Histogram

Parameters:

df: pd.DataFrame
x: object
title=''
xlabel=''
ylabel=''
colour=None # named colour or HEX:  https://matplotlib.org/stable/gallery/color/named_colors.html
normalise=False
fit_norm=False  # See: https://seaborn.pydata.org/generated/seaborn.histplot.html
plot_rug=False  # See above link
plot_kde=False  # See above link
plot_hist=True  # See above link
bins=20  # How many bind there are
min_x=None
max_x=None
min_y=None
max_y=None
figsize=(3, 3)
title_font_size=12
label_font_size=8
title_font_weight=700
config={}

Config options = any of the parameters with the same name but with in a dictionary format instead, and also includes default parameters for the visualisation such as the font family and font.

Example config:

config={'palette': ['red', 'yellow', 'pink'],
       'figsize':(4, 5),  # Size of figure (x, y)
        'title_font_size': 16, # Size of the title (pt)
        'label_font_size': 12, # Size of the labels (pt)
        'title_font_weight': 700, # 700 = bold, 600 = normal, 400 = thin
        'font_family': 'sans-serif', # 'serif', 'sans-serif', or 'monospace'
        'font': ['Tahoma'] # Default: Arial  # http://jonathansoma.com/lede/data-studio/matplotlib/list-all-fonts-available-in-matplotlib-plus-samples/
}

Loading data

[1]:
import pandas as pd
from sciviso import Barchart, Boxplot, Heatmap, Histogram, Scatterplot, Violinplot, Volcanoplot, Line
import matplotlib.pyplot as plt

df = pd.read_csv('iris.csv')
df
[1]:
sepal_length sepal_width petal_length petal_width label
0 5.1 3.5 1.4 0.2 Iris-setosa
1 4.9 3.0 1.4 0.2 Iris-setosa
2 4.7 3.2 1.3 0.2 Iris-setosa
3 4.6 3.1 1.5 0.2 Iris-setosa
4 5.0 3.6 1.4 0.2 Iris-setosa
... ... ... ... ... ...
145 6.7 3.0 5.2 2.3 Iris-virginica
146 6.3 2.5 5.0 1.9 Iris-virginica
147 6.5 3.0 5.2 2.0 Iris-virginica
148 6.2 3.4 5.4 2.3 Iris-virginica
149 5.9 3.0 5.1 1.8 Iris-virginica

150 rows × 5 columns

Basic histogram

[2]:
histogram = Histogram(df, 'petal_width', fit_norm=False, plot_rug=False)
histogram.plot()
plt.show()
/Users/ariane/opt/miniconda3/envs/clean_ml/lib/python3.6/site-packages/seaborn/distributions.py:2557: FutureWarning: `distplot` is a deprecated function and will be removed in a future version. Please adapt your code to use either `displot` (a figure-level function with similar flexibility) or `histplot` (an axes-level function for histograms).
  warnings.warn(msg, FutureWarning)
../_images/examples_Histogram_4_1.png

Histogram with normal line and rug

For more deatils on how these are calculated see seaborn: https://seaborn.pydata.org/generated/seaborn.histplot.html

[3]:
histogram = Histogram(df, 'petal_width', fit_norm=True, plot_rug=True)
histogram.plot()
plt.show()
/Users/ariane/opt/miniconda3/envs/clean_ml/lib/python3.6/site-packages/seaborn/distributions.py:2056: FutureWarning: The `axis` variable is no longer used and will be removed. Instead, assign variables directly to `x` or `y`.

* **Information given**:
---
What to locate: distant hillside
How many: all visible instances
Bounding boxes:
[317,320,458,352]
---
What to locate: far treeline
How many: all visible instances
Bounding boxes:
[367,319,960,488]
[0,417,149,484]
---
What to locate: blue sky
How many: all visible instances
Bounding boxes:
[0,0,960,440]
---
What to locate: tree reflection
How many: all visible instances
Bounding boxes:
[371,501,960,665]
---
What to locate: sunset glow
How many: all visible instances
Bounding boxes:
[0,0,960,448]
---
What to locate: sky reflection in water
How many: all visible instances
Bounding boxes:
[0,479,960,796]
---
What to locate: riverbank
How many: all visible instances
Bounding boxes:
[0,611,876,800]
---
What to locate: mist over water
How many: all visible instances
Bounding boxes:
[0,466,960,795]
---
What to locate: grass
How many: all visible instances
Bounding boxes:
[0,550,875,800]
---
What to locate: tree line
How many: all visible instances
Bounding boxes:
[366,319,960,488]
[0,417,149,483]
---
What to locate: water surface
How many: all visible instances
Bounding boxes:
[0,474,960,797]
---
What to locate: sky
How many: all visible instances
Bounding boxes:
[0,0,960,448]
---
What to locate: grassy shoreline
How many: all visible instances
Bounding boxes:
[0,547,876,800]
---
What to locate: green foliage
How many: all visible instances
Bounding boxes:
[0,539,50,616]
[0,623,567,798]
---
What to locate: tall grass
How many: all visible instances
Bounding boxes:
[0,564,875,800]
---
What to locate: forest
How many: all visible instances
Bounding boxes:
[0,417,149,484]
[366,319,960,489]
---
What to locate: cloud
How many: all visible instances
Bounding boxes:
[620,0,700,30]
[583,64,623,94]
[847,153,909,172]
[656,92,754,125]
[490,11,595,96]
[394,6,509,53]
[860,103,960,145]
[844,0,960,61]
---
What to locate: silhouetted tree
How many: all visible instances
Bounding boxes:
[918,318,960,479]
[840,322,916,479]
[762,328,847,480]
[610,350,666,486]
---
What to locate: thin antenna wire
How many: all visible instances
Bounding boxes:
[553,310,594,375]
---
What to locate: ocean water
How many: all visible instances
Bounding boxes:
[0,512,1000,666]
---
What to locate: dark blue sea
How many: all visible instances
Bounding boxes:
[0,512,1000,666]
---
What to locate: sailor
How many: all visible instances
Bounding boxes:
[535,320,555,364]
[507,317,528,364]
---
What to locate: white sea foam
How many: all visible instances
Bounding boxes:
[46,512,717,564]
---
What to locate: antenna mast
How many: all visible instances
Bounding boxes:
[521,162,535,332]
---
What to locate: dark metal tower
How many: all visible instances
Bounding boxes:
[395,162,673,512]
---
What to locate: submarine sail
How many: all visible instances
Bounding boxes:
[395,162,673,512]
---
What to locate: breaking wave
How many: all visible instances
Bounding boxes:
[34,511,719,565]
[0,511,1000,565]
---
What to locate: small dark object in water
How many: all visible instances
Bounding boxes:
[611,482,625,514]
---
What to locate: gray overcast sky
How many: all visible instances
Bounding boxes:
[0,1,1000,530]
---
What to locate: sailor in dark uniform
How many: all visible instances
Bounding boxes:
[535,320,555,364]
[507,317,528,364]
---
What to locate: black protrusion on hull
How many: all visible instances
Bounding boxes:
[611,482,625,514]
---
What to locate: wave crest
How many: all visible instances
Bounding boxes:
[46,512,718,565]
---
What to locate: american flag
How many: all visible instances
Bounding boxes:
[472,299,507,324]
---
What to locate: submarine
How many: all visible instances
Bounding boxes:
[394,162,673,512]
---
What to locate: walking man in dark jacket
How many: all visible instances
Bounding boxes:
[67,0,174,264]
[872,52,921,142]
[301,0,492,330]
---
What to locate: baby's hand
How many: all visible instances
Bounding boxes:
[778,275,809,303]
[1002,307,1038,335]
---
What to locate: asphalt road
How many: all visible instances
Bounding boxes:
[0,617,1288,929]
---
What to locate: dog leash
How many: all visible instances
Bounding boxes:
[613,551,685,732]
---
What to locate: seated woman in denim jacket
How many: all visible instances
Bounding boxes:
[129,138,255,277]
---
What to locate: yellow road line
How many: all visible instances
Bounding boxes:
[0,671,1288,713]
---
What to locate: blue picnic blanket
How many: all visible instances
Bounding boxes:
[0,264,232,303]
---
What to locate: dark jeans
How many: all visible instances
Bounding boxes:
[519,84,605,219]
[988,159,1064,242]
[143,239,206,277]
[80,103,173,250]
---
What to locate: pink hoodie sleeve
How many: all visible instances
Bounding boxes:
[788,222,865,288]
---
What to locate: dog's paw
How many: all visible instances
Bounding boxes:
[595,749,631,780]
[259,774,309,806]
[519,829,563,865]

* **Prompt A**: According to the histogram documentation, what is the default number of bins?
* **Prompt B**: Rewrite the part of the histogram documentation that opens with the words containing "warnings.warn(msg, FutureWarning)" and closes with "Histogram(df, 'petal_width', fit_norm=True, plot_rug=True)", changing "petal_width" to "sepal_width" throughout.
* **Prompt C**: Extend the histogram documentation past its last line, picking up right where it stops.

* **Task answer A**: 20

* **Task answer B**:
warnings.warn(msg, FutureWarning)
../_images/examples_Histogram_4_1.png

Histogram with normal line and rug

For more deatils on how these are calculated see seaborn: https://seaborn.pydata.org/generated/seaborn.histplot.html

[3]:
histogram = Histogram(df, 'sepal_width', fit_norm=True, plot_rug=True)

* **Task answer C**:
  warnings.warn(msg, FutureWarning)
../_images/examples_Histogram_6_1.png

Advanced sytle options

Here are some examples where things like the bin, color and fig size have been changed.

[4]:
# histogram = Histogram(df: pd.DataFrame, x: object, title='', xlabel='', ylabel='', colour=None, normalise=False, fit_norm=False,
#                 plot_rug=False, plot_kde=False, plot_hist=True, bins=20, min_x=None, max_x=None, min_y=None, max_y=None,
#                 figsize=(3, 3), title_font_size=12, label_font_size=8, title_font_weight=700, config={}):
# Config options = any of the parameters with the same name but with in a dictionary format instead
histogram = Histogram(df=df, x='petal_width', title='Petal width', xlabel='Petal width', ylabel='Count',
                      colour='pink',
                      bins=5, # defaults to 20
                      # You could also pass these as individual parameters, but it's easier to set as a dictionary
                      # also, then you can re-use it for other charts!
                      config={'figsize':(4, 5),  # Size of figure (x, y)
                           'title_font_size': 16, # Size of the title (pt)
                           'label_font_size': 12, # Size of the labels (pt)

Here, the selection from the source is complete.